WHAT IS BEING ASKED
Once the images are set aside, print the remaining lines below exactly.

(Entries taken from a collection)

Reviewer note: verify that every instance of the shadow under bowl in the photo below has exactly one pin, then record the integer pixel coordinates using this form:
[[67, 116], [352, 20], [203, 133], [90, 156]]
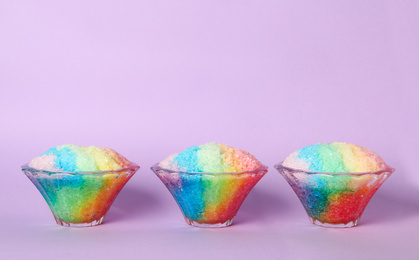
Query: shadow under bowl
[[209, 199], [334, 199], [80, 199]]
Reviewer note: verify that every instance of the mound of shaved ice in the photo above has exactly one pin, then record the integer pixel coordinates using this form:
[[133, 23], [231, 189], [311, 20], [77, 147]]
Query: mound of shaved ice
[[211, 158], [73, 158], [335, 157]]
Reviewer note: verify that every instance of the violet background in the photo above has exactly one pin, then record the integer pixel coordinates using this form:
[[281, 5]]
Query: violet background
[[150, 78]]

FINISHED EXERCISE
Reviewer note: verify that every instance of the shadow under bowl in the photo below has exactly one pin, then record the integer pixel coordinates using this form:
[[67, 116], [352, 20], [203, 133], [90, 156]]
Query: shadow under bowl
[[209, 199], [334, 199], [80, 199]]
Reviewer note: verify that every instance of the mound of shaved ice in the photo above has exactly one pin, then record the integer pixel coordinates using this form:
[[133, 23], [231, 189], [311, 20], [77, 147]]
Query: mound of shaved ice
[[211, 158], [73, 158], [335, 157]]
Reviewer note: verify that every instance of the violet background in the photo above has exactly one pin, then record the integer pixel coordinates using this form:
[[281, 5]]
Query: violet background
[[150, 78]]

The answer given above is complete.